- **Listed entries**:
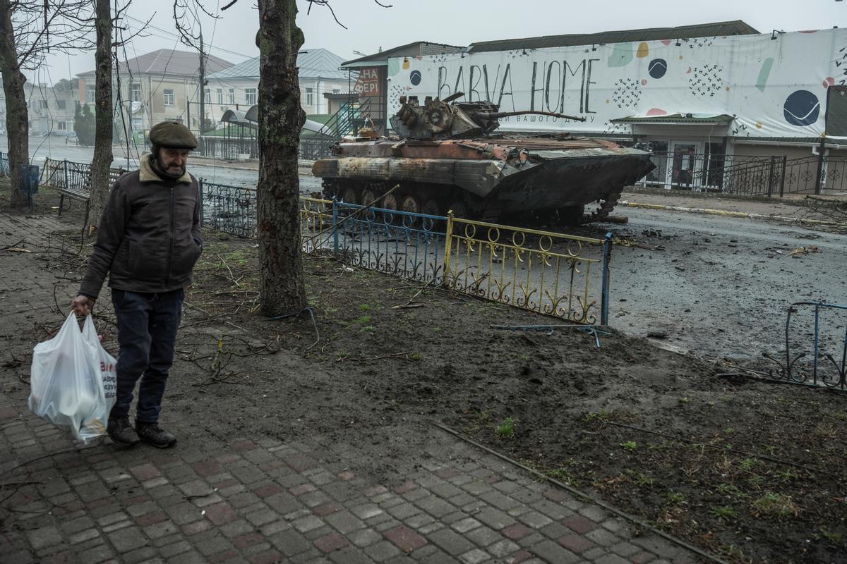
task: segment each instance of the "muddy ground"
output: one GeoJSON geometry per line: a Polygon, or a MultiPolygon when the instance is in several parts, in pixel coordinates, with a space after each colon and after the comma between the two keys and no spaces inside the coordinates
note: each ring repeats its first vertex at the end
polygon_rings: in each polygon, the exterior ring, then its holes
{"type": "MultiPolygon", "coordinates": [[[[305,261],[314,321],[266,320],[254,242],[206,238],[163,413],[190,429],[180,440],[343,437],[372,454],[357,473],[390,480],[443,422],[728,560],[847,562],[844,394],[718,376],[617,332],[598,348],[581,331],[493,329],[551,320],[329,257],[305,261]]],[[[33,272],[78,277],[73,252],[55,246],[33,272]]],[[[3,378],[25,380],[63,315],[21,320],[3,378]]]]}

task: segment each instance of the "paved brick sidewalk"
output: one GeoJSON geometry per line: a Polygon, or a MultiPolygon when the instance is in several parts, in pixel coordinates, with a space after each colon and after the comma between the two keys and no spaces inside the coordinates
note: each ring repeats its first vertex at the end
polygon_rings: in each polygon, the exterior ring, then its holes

==

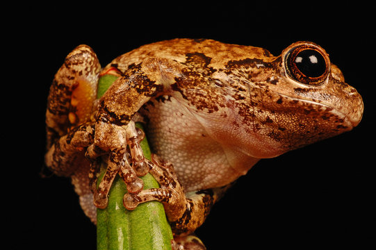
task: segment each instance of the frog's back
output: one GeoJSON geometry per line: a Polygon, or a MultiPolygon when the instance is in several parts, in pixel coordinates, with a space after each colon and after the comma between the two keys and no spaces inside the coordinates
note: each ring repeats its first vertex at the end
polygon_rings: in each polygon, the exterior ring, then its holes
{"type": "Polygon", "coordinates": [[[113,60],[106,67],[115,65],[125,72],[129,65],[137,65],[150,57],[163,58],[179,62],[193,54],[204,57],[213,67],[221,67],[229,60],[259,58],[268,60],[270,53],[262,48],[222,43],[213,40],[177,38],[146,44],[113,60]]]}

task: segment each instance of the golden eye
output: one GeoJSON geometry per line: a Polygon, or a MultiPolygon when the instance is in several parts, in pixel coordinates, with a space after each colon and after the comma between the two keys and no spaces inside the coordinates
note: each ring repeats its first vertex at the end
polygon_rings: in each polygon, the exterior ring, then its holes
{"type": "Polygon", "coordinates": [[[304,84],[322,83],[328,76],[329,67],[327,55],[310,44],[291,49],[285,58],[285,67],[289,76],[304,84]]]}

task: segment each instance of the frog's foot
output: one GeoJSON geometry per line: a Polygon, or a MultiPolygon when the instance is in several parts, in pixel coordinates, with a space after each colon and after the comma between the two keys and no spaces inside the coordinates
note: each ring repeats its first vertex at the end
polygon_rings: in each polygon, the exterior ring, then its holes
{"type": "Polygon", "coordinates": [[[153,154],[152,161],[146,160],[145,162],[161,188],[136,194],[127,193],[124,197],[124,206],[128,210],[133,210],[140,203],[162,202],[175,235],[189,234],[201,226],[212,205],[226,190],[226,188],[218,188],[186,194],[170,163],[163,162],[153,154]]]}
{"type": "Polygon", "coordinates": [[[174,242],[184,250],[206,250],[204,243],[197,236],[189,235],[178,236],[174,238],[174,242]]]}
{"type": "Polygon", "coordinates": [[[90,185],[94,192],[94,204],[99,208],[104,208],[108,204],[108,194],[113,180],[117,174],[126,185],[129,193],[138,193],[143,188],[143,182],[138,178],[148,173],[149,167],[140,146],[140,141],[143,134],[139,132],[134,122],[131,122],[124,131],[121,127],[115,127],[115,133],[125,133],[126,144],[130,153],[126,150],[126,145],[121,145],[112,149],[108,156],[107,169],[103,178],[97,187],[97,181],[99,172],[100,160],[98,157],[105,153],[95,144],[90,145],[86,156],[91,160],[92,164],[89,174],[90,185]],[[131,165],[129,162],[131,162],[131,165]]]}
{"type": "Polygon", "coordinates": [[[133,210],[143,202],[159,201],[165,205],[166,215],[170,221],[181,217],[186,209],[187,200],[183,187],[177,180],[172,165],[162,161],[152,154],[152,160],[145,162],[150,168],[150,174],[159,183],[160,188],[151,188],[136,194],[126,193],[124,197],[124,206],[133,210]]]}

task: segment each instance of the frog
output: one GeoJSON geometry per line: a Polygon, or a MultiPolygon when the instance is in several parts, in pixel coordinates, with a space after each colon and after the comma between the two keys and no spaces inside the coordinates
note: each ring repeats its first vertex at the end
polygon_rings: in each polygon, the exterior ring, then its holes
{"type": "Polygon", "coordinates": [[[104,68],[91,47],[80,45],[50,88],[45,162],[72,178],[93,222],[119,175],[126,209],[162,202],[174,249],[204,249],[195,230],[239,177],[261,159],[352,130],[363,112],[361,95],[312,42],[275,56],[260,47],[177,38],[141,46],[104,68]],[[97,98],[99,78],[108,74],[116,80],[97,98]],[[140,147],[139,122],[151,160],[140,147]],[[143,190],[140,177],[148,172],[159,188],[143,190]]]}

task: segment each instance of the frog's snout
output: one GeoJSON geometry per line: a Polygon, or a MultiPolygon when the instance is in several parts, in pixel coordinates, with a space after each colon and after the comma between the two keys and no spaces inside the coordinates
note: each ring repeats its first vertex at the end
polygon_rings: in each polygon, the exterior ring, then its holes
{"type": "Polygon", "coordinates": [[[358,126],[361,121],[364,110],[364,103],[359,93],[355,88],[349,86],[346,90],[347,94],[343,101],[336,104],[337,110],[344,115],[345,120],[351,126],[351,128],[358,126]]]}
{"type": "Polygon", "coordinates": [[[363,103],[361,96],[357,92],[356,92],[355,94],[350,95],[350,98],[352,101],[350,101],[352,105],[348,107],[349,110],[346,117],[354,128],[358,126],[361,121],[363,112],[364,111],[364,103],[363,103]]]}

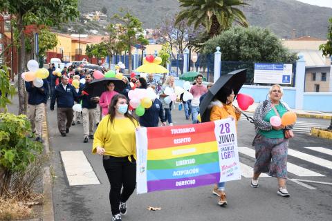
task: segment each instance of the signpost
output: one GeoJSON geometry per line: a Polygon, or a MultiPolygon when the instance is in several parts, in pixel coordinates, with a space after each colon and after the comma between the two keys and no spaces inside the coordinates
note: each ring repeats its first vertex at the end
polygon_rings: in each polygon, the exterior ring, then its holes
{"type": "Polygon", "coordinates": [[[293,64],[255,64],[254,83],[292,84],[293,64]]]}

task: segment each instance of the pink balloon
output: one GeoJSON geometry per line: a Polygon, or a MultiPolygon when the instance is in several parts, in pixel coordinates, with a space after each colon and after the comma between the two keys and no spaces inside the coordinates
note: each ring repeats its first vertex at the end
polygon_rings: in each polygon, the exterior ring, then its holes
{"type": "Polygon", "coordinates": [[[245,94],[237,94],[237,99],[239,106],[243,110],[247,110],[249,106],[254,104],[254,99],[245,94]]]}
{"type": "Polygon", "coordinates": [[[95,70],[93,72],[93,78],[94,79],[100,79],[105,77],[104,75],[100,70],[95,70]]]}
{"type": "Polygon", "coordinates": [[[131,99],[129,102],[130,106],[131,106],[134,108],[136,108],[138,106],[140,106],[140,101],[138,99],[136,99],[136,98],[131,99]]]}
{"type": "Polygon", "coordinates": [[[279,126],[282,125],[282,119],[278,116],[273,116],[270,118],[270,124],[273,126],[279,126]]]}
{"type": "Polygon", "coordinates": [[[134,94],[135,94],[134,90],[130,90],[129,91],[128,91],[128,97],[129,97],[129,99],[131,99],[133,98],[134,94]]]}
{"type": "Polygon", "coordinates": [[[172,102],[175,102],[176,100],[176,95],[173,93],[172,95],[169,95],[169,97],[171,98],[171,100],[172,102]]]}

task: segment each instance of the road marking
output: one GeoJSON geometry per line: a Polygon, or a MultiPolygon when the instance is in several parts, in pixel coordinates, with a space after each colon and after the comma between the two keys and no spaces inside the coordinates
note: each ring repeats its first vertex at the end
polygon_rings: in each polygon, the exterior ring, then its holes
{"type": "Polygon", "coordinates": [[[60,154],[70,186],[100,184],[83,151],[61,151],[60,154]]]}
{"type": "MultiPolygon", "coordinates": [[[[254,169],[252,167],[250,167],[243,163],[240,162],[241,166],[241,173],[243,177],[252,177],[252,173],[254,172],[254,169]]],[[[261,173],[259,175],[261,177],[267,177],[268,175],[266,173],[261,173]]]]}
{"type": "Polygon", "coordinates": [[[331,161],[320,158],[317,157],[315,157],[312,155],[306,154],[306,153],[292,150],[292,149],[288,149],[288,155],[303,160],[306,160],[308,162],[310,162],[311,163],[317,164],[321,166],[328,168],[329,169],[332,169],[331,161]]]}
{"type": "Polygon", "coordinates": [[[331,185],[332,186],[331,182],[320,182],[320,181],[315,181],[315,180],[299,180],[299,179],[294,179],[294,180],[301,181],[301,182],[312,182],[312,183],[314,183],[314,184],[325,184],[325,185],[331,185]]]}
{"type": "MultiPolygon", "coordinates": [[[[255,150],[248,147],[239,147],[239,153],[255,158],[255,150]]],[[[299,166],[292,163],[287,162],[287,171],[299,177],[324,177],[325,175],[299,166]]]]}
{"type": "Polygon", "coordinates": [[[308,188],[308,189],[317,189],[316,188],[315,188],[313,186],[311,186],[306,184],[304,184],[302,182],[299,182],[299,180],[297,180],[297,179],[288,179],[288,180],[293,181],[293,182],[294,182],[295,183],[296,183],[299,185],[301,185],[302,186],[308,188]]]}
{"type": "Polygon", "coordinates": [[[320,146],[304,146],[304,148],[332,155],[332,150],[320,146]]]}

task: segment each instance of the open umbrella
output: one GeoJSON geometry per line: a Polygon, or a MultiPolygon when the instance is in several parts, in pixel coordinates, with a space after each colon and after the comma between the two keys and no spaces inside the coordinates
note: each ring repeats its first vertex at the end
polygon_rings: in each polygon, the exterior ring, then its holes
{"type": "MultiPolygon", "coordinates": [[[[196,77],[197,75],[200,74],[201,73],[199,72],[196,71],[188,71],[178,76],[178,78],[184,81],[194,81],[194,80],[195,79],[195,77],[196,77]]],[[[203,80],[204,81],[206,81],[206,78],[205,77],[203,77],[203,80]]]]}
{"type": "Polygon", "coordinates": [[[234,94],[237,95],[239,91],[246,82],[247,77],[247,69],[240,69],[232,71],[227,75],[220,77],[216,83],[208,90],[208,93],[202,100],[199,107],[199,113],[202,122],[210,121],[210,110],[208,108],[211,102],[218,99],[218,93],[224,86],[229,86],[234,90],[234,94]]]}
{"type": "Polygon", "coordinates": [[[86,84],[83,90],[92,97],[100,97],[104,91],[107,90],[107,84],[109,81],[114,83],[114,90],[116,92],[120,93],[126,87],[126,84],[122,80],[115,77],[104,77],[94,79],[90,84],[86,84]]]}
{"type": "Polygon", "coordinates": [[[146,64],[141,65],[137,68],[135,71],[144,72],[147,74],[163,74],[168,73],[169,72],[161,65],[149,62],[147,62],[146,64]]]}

- **Written instruction**: Go through the listing above and copy out each line that contains the word "task". Leave every line you copy unchanged and keep them in their original order.

- **Solution for this exercise**:
task: segment each instance of the "muddy ground"
task: segment each instance of the "paved brick sidewalk"
task: segment each instance of the frog's back
task: segment each instance of the golden eye
task: segment each instance of the frog's foot
task: segment each instance of the frog
task: segment each instance of the frog's snout
task: segment each instance of the signpost
task: segment each instance of the pink balloon
task: segment each instance of the road marking
task: segment each instance of the open umbrella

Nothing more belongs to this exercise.